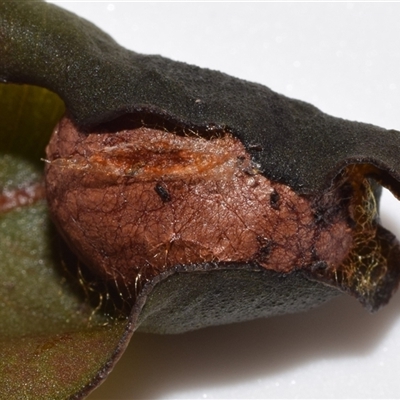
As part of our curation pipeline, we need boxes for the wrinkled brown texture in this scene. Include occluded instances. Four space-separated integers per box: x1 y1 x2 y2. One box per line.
46 119 352 294
0 182 45 213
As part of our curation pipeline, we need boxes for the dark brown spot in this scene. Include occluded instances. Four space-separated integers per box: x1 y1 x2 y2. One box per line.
154 183 171 203
269 189 281 210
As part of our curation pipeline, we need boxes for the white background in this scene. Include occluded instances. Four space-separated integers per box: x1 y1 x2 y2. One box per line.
51 2 400 400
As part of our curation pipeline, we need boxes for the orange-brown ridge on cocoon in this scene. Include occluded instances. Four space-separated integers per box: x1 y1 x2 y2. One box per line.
46 118 352 294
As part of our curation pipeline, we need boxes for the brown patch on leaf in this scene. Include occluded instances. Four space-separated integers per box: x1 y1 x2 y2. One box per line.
46 118 352 296
0 182 46 214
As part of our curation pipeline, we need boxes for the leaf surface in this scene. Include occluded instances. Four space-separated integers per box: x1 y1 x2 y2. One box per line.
###
» **Task description**
Rewrite all of the records above, replacing every occurrence of "scene" with "image" and leaving everything else unchanged. Omit the pictures from your answer.

» **The solution**
As part of our curation pipeline, we need boxes for the wrinkled brown texture in this image. Include occluded instances. Four space-separated integers per box: x1 y1 x2 y2. One box per line.
46 119 352 294
0 182 45 213
As part of our curation pipeline, we need boxes for the dark brown spot in this image. Include occluded instances. Four space-separated integers per box: x1 y1 x2 y2. One box per line.
154 183 171 203
269 189 281 210
As part of our curation pipeline, we need boxes for the white background in this image. Include occluded instances. Four space-separated integers per box: x1 y1 x2 y2. One box per line.
51 2 400 400
As part of our curation pipeline, we need boxes for the orange-brown ridge on cocoon in this image. Include occluded instances. Four space-separated integers per box: x1 y1 x2 y2. One box per line.
46 118 352 294
As part of our curation pipeline, we need boxes for the brown patch on leaf in this image. Include occluded instances. Four space-separated integers per box: x1 y1 x2 y2. One box per line.
46 118 352 296
0 182 46 214
As part of our curation pipeline, we need boxes for the leaf surface in this image. Include occluded instances. Four space-separated integers per box: x1 y1 x2 y2. One box per line.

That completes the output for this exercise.